### WORK INSTRUCTIONS
a: Answer these questions about the article on the West Seattle cornfield:
(i) On what day did the harvest at the SeaChar Carbon Garden site begin?
(ii) Where is the sampled soil headed?
(iii) When was the corn planted?
b: Can you extend the article on the West Seattle cornfield by continuing it from its last sentence?

A West Seattle cornfield that’s also a research hotbed

The stereotypical cornfield might stretch for as far as the eye can see, under the flat blue sky of some Plains state. But a West Seattle cornfield – more like a cornpatch – is generating attention, information – and hope. Under a not-so-flat gray sky, a closely watched harvest began Wednesday morning at the SeaChar Carbon Garden site on the south side of the South Seattle Community College campus on West Seattle’s Puget Ridge. While it may look like an unremarkable plot of corn, the difference lies beneath- some of the corn was grown in soil amended with biochar, defined here as the result of “a 2,000 year-old practice that converts agricultural waste into a soil enhancer that can hold carbon, boost food security and discourage deforestation. The process creates a fine-grained, highly porous charcoal that helps soils retain nutrients and water.” The same site declares biochar is no less than “a powerfully simple tool to combat climate change.” But no one’s making those claims without research, here in West Seattle and at other test sites around the globe:

In our video, that’s Jim Grob talking between samples while working yesterday morning with daughter Olivia – getting quite the education on a day off her Pierce County school – and Steve Tracy. While another group started to harvest corn a few rows south, this trio was sampling soil that’s headed for a federal lab in Idaho. The corn was planted in early June. (It’s just yards away from the future Community Orchard of West Seattle, as mentioned yesterday in our story about the collection of donated cardboard at that site for future sheet mulching.) And the biochar story doesn’t just include the farming side – it also includes the creation side – people here and elsewhere are working to get clean-burning, biomass-producing stoves to people who otherwise are cooking over polluting, health-endangering open fires; read more about that here.

### Dataset entries
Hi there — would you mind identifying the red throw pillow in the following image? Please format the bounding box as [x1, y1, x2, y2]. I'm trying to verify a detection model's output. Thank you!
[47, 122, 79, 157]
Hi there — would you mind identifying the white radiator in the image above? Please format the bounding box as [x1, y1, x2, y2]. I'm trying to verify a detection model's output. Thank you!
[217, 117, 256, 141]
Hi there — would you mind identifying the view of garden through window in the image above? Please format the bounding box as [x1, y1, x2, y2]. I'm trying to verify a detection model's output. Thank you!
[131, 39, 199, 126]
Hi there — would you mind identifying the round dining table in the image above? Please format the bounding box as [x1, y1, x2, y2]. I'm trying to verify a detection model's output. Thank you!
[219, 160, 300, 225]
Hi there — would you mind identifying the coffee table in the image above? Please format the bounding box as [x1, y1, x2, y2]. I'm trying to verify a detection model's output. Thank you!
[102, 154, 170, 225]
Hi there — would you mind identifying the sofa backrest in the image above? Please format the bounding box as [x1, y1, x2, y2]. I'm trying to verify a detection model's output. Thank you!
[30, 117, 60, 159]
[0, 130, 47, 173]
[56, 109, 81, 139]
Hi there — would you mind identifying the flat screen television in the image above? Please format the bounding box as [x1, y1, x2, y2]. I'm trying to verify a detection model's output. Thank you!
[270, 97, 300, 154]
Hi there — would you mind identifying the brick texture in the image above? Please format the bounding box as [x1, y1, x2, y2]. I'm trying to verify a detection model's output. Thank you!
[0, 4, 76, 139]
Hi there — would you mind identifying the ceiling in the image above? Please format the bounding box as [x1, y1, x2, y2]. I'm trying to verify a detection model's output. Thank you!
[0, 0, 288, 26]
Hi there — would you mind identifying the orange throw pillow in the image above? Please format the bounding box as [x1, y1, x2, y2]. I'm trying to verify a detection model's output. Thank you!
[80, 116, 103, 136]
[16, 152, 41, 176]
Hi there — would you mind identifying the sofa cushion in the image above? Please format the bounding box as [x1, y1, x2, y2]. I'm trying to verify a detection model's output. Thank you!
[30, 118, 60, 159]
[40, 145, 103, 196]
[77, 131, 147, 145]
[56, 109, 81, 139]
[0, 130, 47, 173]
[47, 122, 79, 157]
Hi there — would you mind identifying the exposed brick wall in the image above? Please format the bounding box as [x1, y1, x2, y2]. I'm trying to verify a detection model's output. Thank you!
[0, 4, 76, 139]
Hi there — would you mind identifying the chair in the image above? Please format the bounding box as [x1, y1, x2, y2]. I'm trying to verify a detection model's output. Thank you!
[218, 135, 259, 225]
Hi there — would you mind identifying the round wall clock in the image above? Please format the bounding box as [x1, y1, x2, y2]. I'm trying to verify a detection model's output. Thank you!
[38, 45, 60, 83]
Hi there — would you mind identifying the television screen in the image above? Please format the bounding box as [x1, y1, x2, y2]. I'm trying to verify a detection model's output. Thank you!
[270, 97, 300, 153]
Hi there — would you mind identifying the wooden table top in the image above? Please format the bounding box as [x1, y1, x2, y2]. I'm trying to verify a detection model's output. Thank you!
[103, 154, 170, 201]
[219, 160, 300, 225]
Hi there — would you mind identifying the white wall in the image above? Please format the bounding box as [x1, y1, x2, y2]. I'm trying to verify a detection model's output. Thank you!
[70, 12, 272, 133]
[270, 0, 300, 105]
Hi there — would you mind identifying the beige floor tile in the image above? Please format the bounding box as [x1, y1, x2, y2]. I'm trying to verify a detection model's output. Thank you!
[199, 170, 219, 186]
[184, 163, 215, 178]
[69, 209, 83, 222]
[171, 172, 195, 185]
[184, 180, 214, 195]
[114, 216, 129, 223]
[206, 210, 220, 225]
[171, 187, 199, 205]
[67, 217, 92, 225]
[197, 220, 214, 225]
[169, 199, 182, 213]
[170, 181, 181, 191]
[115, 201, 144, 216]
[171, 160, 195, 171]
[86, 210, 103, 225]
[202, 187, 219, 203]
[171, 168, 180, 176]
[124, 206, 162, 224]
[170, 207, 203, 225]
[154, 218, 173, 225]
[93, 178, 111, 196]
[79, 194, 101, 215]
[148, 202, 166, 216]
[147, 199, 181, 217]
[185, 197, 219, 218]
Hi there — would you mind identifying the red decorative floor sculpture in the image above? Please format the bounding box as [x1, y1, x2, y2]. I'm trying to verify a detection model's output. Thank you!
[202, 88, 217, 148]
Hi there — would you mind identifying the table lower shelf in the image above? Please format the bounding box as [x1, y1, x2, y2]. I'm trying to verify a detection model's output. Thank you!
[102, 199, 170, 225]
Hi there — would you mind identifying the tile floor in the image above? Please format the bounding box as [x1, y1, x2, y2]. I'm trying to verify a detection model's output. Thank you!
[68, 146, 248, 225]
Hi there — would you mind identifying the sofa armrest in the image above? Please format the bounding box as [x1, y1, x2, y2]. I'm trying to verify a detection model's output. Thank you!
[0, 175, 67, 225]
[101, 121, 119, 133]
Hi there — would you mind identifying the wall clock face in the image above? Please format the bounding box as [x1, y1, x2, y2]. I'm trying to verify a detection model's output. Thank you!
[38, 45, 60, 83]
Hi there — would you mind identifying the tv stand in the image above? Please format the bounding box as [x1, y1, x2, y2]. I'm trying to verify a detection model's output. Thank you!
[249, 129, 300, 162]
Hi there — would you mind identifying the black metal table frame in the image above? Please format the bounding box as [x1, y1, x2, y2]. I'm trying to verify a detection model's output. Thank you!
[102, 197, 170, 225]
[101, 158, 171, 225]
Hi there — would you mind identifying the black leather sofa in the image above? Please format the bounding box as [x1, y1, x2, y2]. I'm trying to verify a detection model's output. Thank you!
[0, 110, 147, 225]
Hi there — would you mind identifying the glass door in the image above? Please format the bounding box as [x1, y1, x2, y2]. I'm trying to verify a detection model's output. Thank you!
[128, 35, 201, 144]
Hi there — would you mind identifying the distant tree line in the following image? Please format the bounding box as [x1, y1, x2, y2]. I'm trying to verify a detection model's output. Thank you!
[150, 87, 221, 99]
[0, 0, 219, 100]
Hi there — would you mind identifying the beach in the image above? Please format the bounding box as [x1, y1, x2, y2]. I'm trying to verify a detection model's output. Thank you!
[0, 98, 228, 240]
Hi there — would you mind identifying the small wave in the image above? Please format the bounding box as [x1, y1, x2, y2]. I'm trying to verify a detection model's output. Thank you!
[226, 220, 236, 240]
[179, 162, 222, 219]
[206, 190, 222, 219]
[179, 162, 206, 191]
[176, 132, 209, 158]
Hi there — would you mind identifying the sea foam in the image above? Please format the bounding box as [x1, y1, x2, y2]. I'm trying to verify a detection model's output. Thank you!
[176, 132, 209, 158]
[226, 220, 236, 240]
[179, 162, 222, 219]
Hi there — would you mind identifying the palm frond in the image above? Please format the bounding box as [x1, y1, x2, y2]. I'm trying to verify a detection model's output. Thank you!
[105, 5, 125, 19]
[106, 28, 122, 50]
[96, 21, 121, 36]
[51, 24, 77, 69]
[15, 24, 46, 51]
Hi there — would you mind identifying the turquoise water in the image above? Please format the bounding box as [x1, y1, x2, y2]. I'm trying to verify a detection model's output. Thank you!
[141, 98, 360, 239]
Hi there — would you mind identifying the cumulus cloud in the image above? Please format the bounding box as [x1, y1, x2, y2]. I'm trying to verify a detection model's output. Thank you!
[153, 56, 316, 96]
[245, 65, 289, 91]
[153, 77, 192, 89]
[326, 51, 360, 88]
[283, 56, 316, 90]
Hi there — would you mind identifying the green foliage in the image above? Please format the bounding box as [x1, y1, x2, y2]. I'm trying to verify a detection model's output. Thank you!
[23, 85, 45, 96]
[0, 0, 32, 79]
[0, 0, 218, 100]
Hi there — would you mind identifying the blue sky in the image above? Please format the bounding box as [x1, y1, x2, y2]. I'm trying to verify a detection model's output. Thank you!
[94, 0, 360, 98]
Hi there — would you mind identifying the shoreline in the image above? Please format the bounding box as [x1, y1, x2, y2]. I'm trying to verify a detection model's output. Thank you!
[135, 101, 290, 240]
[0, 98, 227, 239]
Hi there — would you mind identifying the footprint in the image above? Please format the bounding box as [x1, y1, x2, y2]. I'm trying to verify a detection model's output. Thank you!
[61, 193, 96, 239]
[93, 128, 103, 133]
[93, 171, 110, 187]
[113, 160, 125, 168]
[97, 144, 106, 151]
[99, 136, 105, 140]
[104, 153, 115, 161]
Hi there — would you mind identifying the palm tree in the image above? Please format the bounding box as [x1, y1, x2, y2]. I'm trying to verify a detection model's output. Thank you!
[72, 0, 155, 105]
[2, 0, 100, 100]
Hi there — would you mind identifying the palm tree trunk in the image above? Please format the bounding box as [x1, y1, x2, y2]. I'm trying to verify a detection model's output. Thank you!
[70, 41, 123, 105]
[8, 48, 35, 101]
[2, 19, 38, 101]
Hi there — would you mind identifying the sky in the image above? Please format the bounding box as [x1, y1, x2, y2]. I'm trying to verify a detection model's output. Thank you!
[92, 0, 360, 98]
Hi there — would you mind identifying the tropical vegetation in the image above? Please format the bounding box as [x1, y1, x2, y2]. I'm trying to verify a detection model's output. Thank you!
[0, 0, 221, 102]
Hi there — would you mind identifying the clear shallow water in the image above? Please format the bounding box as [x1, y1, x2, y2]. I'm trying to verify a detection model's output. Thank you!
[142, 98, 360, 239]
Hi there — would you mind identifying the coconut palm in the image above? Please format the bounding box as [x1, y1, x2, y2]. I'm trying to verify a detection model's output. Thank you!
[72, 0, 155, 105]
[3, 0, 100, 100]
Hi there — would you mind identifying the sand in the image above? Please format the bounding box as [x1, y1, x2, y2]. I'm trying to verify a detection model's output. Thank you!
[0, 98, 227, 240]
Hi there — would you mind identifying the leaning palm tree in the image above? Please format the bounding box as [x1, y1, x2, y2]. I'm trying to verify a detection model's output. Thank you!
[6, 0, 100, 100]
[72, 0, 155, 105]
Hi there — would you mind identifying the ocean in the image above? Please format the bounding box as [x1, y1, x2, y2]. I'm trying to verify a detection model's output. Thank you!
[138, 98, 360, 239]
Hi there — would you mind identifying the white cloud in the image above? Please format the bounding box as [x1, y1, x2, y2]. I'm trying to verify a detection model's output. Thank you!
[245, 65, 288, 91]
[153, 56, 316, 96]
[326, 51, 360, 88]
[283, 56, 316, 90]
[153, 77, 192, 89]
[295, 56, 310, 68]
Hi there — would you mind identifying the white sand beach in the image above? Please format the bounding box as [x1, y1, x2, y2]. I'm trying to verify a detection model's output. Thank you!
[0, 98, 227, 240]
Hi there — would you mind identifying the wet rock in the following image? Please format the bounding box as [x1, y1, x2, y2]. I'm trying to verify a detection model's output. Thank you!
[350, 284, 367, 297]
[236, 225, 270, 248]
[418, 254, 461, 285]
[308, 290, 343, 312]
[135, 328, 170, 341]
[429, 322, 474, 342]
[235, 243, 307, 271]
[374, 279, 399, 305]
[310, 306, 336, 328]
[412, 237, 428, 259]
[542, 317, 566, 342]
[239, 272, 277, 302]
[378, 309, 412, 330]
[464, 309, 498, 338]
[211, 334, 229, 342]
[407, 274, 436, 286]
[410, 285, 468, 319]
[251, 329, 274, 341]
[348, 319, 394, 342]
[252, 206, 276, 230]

### SET OF ANSWERS
a:
(i) Wednesday (morning)
(ii) A federal lab in Idaho
(iii) Early June

b:
6 Replies to "A West Seattle cornfield that's also a research hotbed"

  • Switchgrass Farmer September 30, 2010 (1:29 pm)

    Have seen a presentation at Iowa State where they were also working with biochar. Will be interesting to learn how results match up.

  • curious October 1, 2010 (9:20 am)

    I am wondering what exactly is West Seattle It seems everytime there is a news happening in the South End of Seattle it is referred to as WEST SEATTLE which always confuses me because I never considered White Center or South Park or anything South of Roxbury or East of Delridge as West Seattle proper. Am I mistaken..When the news comes on I get nervous when they say things happened in WEST SEATTLE until they mention the address and it is nowhere near my home. Just curious why all incidents are referred to as WEST SEATTLE..I have family all over this state who call me worried that it is taking place near our home. Does anyone have an answer for me? thanx just curious

    • WSB October 1, 2010 (9:44 am)

      West Seattle is from (mostly) the shores of the Duwamish on the east, to the city limits on the south, to Puget Sound on the west, to Elliott Bay on the north. Hope that helps. – Tracy

  • curious October 1, 2010 (1:52 pm)

    Thanx for your description but I dont think so..Otherwise they wouldnt have names like SOUTH PARK BURIEN WHITE CENTER etc and if i am correct it is on the other side of Roxbury which is the city limits. If something happens in North Seattle they usually describe the area such as U District and North Gate etc. Clears it up for those who are worrying about their loved ones when you pinpoint area and not just say WEST SEATTLE But thanx for trying. If an area is out of the city limits it is not SEATTLE

    • WSB October 1, 2010 (1:55 pm)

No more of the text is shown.